Task instructions:
Print each of the entries below verbatim, one after another.

Recorded data:
□ □ □

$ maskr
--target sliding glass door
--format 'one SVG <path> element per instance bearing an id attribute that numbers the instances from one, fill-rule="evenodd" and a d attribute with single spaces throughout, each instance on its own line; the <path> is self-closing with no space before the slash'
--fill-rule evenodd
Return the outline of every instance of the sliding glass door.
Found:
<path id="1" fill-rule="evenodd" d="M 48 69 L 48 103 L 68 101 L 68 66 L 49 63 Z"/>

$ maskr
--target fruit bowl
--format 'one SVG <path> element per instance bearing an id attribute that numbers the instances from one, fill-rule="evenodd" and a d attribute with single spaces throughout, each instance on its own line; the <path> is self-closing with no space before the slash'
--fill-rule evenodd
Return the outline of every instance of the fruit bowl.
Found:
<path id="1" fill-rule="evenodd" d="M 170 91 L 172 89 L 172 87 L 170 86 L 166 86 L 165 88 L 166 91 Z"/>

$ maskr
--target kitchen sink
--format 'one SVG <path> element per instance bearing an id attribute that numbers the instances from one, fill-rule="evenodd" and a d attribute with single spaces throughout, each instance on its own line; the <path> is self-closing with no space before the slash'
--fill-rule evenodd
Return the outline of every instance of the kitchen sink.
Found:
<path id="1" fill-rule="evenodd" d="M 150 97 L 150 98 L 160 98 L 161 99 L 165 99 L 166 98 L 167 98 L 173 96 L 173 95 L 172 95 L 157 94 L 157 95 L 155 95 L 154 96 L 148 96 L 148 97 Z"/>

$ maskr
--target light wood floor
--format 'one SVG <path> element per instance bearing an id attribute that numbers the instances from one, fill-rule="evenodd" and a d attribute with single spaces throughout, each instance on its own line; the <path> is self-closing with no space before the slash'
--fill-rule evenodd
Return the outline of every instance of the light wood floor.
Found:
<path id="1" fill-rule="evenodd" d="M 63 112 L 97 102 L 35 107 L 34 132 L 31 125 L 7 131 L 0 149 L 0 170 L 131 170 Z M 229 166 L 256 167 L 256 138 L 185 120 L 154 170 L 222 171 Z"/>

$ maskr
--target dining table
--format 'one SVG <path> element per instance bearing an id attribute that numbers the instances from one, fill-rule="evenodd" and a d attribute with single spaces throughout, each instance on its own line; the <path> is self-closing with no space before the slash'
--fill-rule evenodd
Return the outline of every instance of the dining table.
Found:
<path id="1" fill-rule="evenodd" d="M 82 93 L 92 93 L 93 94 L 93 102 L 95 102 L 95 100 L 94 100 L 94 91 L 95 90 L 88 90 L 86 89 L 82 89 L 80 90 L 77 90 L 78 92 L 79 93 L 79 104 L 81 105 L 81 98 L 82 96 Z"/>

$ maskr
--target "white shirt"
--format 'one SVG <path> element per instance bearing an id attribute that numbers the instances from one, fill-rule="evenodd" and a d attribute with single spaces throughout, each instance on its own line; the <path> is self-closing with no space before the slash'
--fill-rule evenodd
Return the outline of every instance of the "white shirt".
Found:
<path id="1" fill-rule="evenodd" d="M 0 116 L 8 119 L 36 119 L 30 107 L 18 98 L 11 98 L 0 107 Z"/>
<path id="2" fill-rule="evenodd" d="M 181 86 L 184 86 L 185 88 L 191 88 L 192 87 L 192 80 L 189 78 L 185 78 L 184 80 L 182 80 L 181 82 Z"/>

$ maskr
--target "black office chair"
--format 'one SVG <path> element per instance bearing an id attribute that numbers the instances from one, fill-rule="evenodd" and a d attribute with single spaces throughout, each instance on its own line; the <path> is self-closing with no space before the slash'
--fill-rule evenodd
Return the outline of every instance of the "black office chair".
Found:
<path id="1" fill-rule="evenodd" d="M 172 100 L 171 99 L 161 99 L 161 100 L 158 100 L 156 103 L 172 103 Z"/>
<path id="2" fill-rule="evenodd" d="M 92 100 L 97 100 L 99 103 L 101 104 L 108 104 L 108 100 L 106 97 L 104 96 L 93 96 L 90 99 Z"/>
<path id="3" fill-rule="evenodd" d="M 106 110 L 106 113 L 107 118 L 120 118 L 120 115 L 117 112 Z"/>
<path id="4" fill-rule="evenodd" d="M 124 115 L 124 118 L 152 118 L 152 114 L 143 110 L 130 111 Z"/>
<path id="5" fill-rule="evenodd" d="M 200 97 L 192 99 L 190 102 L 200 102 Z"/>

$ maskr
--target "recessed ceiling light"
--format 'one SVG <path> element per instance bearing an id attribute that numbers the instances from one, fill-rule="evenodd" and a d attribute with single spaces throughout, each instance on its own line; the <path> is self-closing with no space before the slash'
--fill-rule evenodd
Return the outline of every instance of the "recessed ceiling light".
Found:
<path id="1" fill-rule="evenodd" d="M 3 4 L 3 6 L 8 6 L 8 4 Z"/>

□ □ □

Solution below:
$ maskr
--target sliding glass door
--format 'one SVG <path> element per instance bearing an id attribute that numbers the instances from one, fill-rule="evenodd" and a d attribute with single spaces throughout, each instance on its own line; the <path> is self-closing with no space before the slash'
--fill-rule evenodd
Return the outline of every instance of the sliding glass door.
Found:
<path id="1" fill-rule="evenodd" d="M 48 69 L 48 103 L 68 101 L 68 66 L 49 63 Z"/>

$ maskr
--target fruit bowl
--format 'one SVG <path> element per instance bearing an id attribute that numbers the instances from one, fill-rule="evenodd" and a d attribute with single spaces throughout, each instance on its own line; the <path> is self-closing with no space before the slash'
--fill-rule evenodd
Return the outline of every instance of the fruit bowl.
Found:
<path id="1" fill-rule="evenodd" d="M 170 91 L 172 89 L 172 87 L 170 86 L 166 86 L 165 88 L 166 91 Z"/>

$ maskr
--target kitchen sink
--format 'one SVG <path> element per instance bearing an id attribute that numbers the instances from one, fill-rule="evenodd" and a d attribute with single spaces throughout, each instance on its own line; the <path> is self-closing with no space before the slash'
--fill-rule evenodd
Return the outline of every instance of the kitchen sink.
Found:
<path id="1" fill-rule="evenodd" d="M 150 97 L 150 98 L 160 98 L 161 99 L 165 99 L 166 98 L 167 98 L 173 96 L 173 95 L 172 95 L 157 94 L 157 95 L 155 95 L 154 96 L 148 96 L 148 97 Z"/>

$ maskr
--target light wood floor
--format 'one SVG <path> element per instance bearing an id attribute that numbers the instances from one, fill-rule="evenodd" and a d attribute with single spaces throughout, each instance on its own line; the <path> is self-closing with no space before the slash'
--fill-rule evenodd
Return the outline of every instance of the light wood floor.
Found:
<path id="1" fill-rule="evenodd" d="M 63 112 L 97 102 L 35 107 L 34 132 L 31 125 L 7 131 L 0 149 L 0 170 L 131 170 Z M 229 166 L 256 167 L 256 138 L 185 120 L 154 170 L 222 171 Z"/>

$ maskr
--target dining table
--format 'one SVG <path> element per instance bearing an id attribute that numbers the instances from one, fill-rule="evenodd" and a d attribute with single spaces throughout, each instance on its own line; the <path> is self-closing with no space before the slash'
--fill-rule evenodd
Return the outline of every instance of the dining table.
Found:
<path id="1" fill-rule="evenodd" d="M 82 93 L 92 93 L 93 94 L 93 102 L 95 102 L 95 100 L 94 100 L 94 91 L 95 90 L 88 90 L 86 89 L 82 89 L 80 90 L 77 90 L 78 92 L 79 93 L 79 104 L 81 105 L 81 98 L 82 96 Z"/>

$ maskr
--target "white shirt"
--format 'one SVG <path> element per instance bearing an id attribute that numbers the instances from one, fill-rule="evenodd" and a d attribute with single spaces throughout, each instance on its own line; the <path> is self-closing with no space before the slash'
--fill-rule evenodd
Return the outline of every instance of the "white shirt".
Found:
<path id="1" fill-rule="evenodd" d="M 0 116 L 8 119 L 36 119 L 30 107 L 18 98 L 11 98 L 0 107 Z"/>
<path id="2" fill-rule="evenodd" d="M 181 86 L 184 86 L 185 88 L 191 88 L 192 87 L 192 80 L 189 78 L 185 78 L 184 80 L 182 80 L 181 82 Z"/>

$ maskr
--target "black office chair"
--format 'one SVG <path> element per instance bearing an id attribute that numbers the instances from one, fill-rule="evenodd" and a d attribute with single spaces throughout, each instance on its own line; the <path> is self-closing with no space before the slash'
--fill-rule evenodd
Return the outline of every instance of the "black office chair".
Found:
<path id="1" fill-rule="evenodd" d="M 172 100 L 171 99 L 161 99 L 161 100 L 158 100 L 156 103 L 172 103 Z"/>
<path id="2" fill-rule="evenodd" d="M 92 100 L 97 100 L 99 103 L 101 104 L 108 104 L 108 100 L 106 97 L 104 96 L 93 96 L 90 99 Z"/>
<path id="3" fill-rule="evenodd" d="M 106 110 L 106 113 L 107 118 L 120 118 L 120 115 L 117 112 Z"/>
<path id="4" fill-rule="evenodd" d="M 124 115 L 124 118 L 152 118 L 152 114 L 143 110 L 130 111 Z"/>
<path id="5" fill-rule="evenodd" d="M 200 97 L 192 99 L 190 102 L 200 102 Z"/>

$ maskr
--target "recessed ceiling light"
--format 'one SVG <path> element per instance bearing an id attribute that numbers the instances from one, fill-rule="evenodd" and a d attribute with single spaces throughout, each instance on its own line; the <path> is self-closing with no space before the slash'
--fill-rule evenodd
Return the outline of every instance of the "recessed ceiling light".
Found:
<path id="1" fill-rule="evenodd" d="M 3 4 L 3 6 L 8 6 L 8 4 Z"/>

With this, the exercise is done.